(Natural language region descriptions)
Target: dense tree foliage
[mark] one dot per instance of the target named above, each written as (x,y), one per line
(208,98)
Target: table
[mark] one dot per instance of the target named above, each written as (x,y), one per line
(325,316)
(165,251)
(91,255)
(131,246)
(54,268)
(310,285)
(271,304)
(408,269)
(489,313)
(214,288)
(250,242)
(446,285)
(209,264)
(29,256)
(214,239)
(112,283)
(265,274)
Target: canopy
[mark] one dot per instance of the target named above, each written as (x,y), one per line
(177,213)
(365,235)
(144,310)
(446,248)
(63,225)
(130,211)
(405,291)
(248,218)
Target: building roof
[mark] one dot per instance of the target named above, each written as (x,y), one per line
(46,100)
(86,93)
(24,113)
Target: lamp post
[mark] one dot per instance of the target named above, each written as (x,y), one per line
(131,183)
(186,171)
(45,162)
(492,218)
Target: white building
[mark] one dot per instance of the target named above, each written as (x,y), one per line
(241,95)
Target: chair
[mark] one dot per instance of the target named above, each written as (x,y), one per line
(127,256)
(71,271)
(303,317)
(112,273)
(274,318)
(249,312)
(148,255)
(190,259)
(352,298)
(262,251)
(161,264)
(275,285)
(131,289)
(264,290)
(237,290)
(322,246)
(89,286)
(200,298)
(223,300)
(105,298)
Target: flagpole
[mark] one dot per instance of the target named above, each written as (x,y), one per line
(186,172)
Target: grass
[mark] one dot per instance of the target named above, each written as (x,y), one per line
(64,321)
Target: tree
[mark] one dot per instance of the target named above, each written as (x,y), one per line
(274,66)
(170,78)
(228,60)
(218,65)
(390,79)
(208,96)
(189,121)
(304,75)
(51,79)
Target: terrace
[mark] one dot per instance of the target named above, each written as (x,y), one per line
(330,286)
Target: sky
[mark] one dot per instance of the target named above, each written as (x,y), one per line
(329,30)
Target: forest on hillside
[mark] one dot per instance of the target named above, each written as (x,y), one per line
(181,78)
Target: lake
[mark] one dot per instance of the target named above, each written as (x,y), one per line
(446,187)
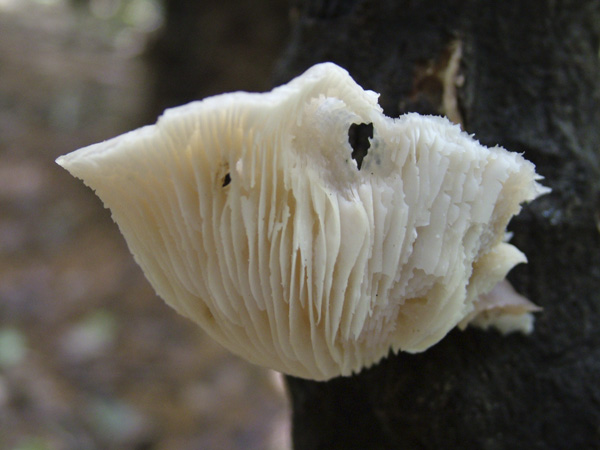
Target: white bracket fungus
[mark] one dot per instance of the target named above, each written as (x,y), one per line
(248,214)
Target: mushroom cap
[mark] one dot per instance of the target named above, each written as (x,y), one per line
(249,215)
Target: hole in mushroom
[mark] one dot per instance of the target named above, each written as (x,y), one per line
(226,179)
(358,137)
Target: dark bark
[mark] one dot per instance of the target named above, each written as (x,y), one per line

> WHAT IS NEEDED:
None of the pictures should appear; the rest of the entries must be reproduced exactly.

> WORKED SOLUTION:
Target: dense tree foliage
[mark] one dot per instance of the target named above, each written as (x,y), one per line
(208,98)
Target: table
[mark] one dot per instance of the target named above, each written as (x,y), one per line
(325,316)
(165,251)
(91,255)
(131,246)
(54,268)
(310,285)
(271,304)
(408,269)
(489,313)
(214,288)
(250,242)
(446,285)
(209,264)
(29,256)
(214,239)
(112,283)
(265,274)
Target: canopy
[mark] one dot per instance of the target named above, each written as (x,y), one per line
(177,213)
(365,235)
(144,310)
(446,248)
(63,225)
(130,211)
(405,291)
(248,218)
Target: building roof
[mark] one dot per instance of the target named above, each written as (x,y), one per line
(46,100)
(86,93)
(24,113)
Target: lamp post
[mark] one dot per instance of the target named above, each written as (x,y), one per line
(131,183)
(186,171)
(45,162)
(492,218)
Target: white building
[mark] one dot per instance of the target named above, each written as (x,y), one per line
(241,95)
Target: chair
[mark] one dot per instance of the target named above, each written as (x,y), one per line
(127,256)
(71,271)
(303,317)
(112,273)
(274,318)
(249,312)
(148,255)
(190,259)
(352,298)
(262,251)
(161,264)
(275,285)
(131,289)
(264,290)
(237,290)
(322,246)
(89,286)
(200,298)
(223,300)
(105,298)
Target: flagpole
[mark] one dot per instance of the target named above, each written as (x,y), one per line
(186,172)
Target: grass
[mark] one dot per instance of the target named above, each written as (x,y), one per line
(64,321)
Target: tree
[mark] one dot per instance of the target named above, each written as (x,y), one per line
(274,66)
(170,78)
(228,60)
(218,65)
(390,79)
(208,96)
(189,121)
(304,75)
(51,79)
Target: terrace
[mark] one dot per instance of the target named above, each written as (x,y), one per line
(330,286)
Target: sky
[mark] one dot per instance of the target named above, each written as (x,y), one per line
(329,30)
Target: forest on hillside
[mark] one dot per instance of the target named above, each written as (x,y), one per line
(181,78)
Target: lake
[mark] one dot per instance of the target named above, each written as (x,y), one per line
(446,187)
Target: white bracket fungus
[mark] one dot per instance of the target named above, each written as (x,y), one per line
(248,214)
Target: mushroom cap
[mark] one dot per instance of the target named above, each written as (x,y), one per line
(249,215)
Target: hole in mushroom
[mark] one dot per instance of the target named above, each written as (x,y), one per line
(226,179)
(358,137)
Target: dark bark
[mark] one dot per instance of the target named above, each written as (x,y), one per line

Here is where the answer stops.